* begin *
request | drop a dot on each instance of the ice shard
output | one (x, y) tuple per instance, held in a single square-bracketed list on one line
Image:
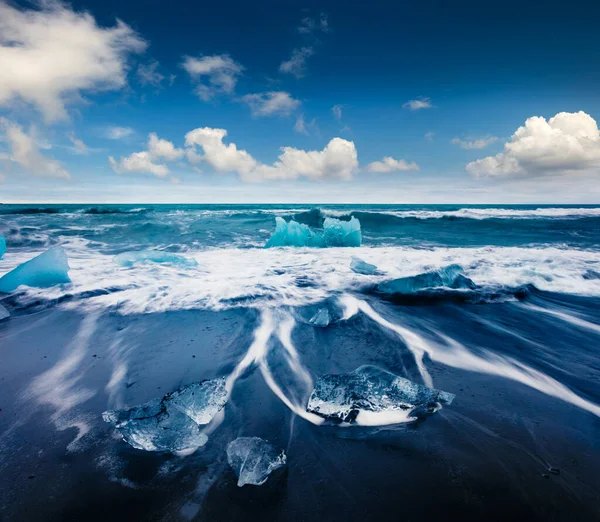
[(321, 318), (372, 396), (362, 267), (335, 233), (254, 459), (128, 259), (173, 422), (450, 277), (48, 269)]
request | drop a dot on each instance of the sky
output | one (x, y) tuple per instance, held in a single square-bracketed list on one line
[(288, 102)]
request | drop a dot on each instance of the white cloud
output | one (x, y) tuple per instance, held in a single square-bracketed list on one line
[(271, 103), (118, 133), (163, 149), (474, 143), (149, 75), (78, 146), (213, 75), (309, 26), (389, 164), (25, 151), (566, 142), (55, 54), (337, 160), (418, 104), (296, 65), (148, 160), (337, 111)]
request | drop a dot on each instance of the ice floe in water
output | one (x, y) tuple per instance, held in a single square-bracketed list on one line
[(48, 269), (321, 318), (370, 396), (450, 277), (173, 422), (335, 233), (128, 259), (254, 459), (362, 267)]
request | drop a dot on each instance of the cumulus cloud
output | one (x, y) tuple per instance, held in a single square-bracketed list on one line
[(337, 160), (25, 151), (389, 164), (118, 133), (213, 75), (296, 65), (271, 103), (567, 142), (148, 161), (418, 104), (474, 143), (54, 54)]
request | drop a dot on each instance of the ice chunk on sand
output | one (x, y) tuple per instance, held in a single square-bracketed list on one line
[(321, 318), (253, 460), (371, 396), (450, 277), (127, 259), (173, 422), (47, 269), (335, 233), (342, 233), (362, 267)]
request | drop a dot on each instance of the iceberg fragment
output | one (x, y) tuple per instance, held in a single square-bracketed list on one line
[(336, 233), (450, 277), (371, 396), (128, 259), (362, 267), (321, 318), (253, 460), (48, 269), (173, 422)]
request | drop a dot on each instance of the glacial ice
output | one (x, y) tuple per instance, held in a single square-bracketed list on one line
* end *
The pictures should not be reproduced; quote all of the other material exactly.

request | drop a dot on each instance of the ice shard
output | one (x, y) tuple per instance, held in a single square-bracketed list on one line
Image:
[(321, 318), (372, 396), (362, 267), (335, 233), (254, 459), (128, 259), (173, 422), (450, 277), (48, 269)]
request | drop a dot on each instance of the sky
output | one (x, y) tuple per instance, held in a single square-bracketed list on one line
[(288, 102)]
request | drop a dot on each instance of the white cloud
output | one (x, y) tuple per instance, held in a single square-bracketed list on one line
[(271, 103), (118, 133), (163, 149), (474, 143), (149, 75), (78, 146), (213, 75), (309, 26), (389, 164), (25, 151), (566, 142), (55, 54), (337, 160), (418, 104), (296, 65), (148, 160), (337, 111)]
request | drop a dot on each instance of the ice floe in water
output | one (x, y) tuple per instance, held in a single square-bracketed list on one line
[(48, 269), (321, 318), (370, 396), (450, 277), (173, 422), (335, 233), (128, 259), (254, 459), (362, 267)]
request | drop a dot on each instance of the cumulus cloud
output | one (x, y) tuple per instance, held in a single square-bracketed list on one line
[(337, 160), (25, 151), (389, 164), (118, 133), (213, 75), (296, 65), (271, 103), (567, 142), (148, 161), (418, 104), (474, 143), (54, 54)]
request | drop a dot on each instance of the ice chunk on sand
output | one (x, y) tuple per instance, held in a single square-bracketed list on one line
[(321, 318), (253, 460), (371, 396), (450, 277), (127, 259), (173, 422), (47, 269), (335, 233), (342, 233), (362, 267)]
request | drop a dot on each instance of the iceberg fragment
output | one (x, y) tuple per instance, held in a single square-bracketed list on one line
[(336, 233), (450, 277), (371, 396), (128, 259), (362, 267), (321, 318), (253, 460), (48, 269), (173, 422)]
request | drop a dot on each instance of the glacial ice
output | one (x, y) tuple per instance, held in a single square-bracketed list on one line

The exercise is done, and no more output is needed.